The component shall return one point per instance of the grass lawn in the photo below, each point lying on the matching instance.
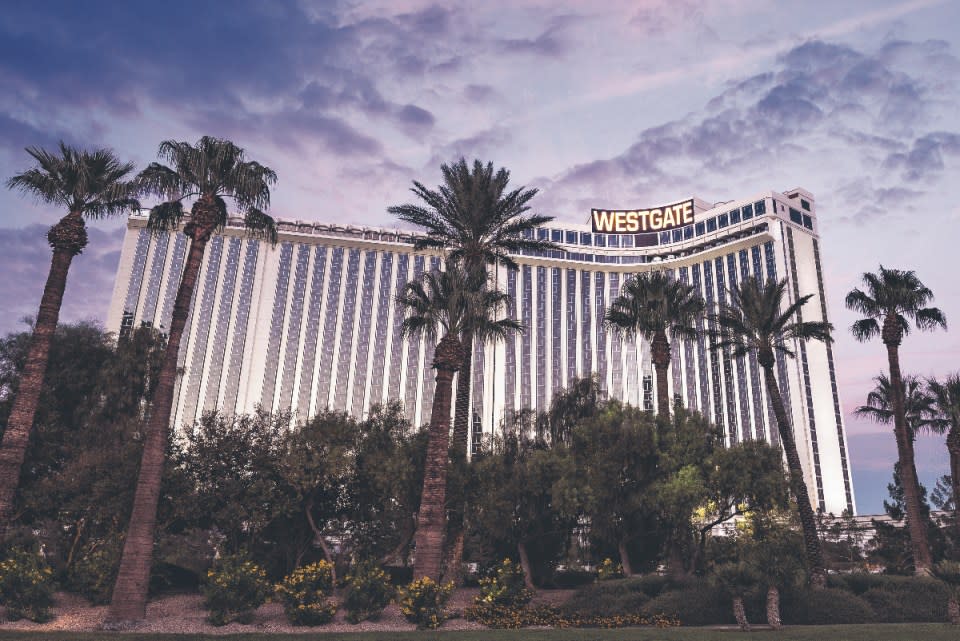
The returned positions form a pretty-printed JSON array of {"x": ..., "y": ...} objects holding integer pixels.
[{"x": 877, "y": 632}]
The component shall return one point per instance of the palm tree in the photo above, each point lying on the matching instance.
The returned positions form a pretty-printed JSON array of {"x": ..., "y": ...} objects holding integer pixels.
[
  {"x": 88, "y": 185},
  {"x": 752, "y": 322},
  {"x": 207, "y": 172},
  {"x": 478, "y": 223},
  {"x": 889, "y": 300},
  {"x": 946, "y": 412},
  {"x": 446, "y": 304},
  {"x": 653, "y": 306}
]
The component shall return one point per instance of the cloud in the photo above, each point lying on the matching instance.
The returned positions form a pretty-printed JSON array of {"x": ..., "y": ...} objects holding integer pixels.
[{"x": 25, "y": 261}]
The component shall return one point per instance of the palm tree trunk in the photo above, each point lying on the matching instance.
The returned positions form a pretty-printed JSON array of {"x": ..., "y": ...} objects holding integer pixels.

● ● ● ●

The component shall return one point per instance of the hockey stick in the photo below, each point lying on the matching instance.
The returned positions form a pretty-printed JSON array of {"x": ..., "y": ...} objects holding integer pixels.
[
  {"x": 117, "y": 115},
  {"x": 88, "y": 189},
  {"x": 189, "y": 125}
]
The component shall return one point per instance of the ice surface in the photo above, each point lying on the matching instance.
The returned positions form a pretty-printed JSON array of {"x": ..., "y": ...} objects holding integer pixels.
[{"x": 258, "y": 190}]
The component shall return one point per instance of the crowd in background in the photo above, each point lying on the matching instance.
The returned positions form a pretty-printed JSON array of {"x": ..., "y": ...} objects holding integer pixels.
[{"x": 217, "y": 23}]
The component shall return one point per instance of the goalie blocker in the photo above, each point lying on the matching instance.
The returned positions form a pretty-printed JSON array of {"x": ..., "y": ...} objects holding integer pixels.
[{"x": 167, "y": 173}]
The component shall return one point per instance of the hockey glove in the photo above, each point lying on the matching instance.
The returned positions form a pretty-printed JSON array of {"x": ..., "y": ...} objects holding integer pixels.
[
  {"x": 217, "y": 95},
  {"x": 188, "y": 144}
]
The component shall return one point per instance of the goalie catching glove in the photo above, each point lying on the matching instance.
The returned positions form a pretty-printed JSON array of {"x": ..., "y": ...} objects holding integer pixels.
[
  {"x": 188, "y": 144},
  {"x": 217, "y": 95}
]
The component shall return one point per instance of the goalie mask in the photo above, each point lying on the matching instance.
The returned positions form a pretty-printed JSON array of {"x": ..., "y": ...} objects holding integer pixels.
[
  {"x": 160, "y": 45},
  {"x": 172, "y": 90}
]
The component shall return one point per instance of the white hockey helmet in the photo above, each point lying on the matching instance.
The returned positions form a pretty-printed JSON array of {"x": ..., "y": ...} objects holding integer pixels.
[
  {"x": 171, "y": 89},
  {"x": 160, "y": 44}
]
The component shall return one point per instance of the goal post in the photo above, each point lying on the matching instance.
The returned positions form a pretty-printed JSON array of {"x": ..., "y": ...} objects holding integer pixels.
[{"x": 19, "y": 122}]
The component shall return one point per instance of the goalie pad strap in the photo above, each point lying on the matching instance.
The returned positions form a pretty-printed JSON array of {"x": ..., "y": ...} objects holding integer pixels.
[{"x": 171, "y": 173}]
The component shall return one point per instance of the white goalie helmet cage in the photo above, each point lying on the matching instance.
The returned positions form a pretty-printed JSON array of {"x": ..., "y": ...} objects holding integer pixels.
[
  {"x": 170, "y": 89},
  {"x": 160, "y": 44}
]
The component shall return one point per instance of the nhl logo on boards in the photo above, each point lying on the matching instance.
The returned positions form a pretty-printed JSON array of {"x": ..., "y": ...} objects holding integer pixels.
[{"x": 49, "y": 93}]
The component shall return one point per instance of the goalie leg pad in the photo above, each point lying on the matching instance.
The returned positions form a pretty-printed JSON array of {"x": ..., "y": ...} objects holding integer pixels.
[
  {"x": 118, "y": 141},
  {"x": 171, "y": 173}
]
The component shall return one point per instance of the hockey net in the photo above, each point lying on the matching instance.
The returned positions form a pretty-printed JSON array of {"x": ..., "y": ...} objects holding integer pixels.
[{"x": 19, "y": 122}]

● ● ● ●

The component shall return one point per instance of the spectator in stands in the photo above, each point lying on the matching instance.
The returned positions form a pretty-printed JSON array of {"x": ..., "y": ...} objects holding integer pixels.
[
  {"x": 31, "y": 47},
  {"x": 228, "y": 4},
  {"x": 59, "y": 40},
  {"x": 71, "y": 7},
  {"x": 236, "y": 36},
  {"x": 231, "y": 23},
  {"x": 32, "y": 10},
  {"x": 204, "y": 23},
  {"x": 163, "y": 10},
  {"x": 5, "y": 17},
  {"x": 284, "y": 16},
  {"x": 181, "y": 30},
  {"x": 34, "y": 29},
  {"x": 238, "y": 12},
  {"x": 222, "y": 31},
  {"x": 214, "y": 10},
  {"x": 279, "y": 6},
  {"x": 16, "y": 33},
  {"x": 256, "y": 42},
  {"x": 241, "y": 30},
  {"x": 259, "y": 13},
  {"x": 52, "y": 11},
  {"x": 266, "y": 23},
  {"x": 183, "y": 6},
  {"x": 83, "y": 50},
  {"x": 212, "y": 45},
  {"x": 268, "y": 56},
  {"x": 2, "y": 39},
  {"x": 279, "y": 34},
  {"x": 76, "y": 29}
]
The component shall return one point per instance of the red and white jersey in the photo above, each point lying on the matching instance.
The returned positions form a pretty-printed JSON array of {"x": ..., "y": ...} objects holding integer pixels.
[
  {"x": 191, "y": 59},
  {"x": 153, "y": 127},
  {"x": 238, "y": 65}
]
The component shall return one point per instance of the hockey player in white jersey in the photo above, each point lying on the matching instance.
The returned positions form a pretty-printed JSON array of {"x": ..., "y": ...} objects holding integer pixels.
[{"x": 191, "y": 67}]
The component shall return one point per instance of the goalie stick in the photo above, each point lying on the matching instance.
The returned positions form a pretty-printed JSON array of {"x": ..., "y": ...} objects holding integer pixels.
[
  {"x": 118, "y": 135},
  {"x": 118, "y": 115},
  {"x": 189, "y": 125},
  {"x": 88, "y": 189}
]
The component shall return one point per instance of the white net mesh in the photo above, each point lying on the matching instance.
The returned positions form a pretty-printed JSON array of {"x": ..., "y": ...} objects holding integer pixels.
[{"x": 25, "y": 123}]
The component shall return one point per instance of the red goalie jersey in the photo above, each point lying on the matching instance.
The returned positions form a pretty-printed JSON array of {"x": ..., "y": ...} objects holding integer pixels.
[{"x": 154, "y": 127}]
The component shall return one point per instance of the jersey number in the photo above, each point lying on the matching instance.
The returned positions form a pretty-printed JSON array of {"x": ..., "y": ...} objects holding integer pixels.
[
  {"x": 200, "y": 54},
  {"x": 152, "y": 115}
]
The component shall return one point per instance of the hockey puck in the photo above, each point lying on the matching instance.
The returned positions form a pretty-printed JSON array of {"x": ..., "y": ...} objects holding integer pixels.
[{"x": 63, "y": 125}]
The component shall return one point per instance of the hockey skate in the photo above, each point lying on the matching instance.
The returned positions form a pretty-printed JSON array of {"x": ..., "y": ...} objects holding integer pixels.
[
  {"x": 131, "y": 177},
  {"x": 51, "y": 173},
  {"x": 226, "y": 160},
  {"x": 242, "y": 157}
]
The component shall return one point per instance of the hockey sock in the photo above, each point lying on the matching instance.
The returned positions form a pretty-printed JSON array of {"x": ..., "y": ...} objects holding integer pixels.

● ● ● ●

(Prompt)
Please count the lines above that contain the word "tree" and reply with only that number.

(Complete answer)
2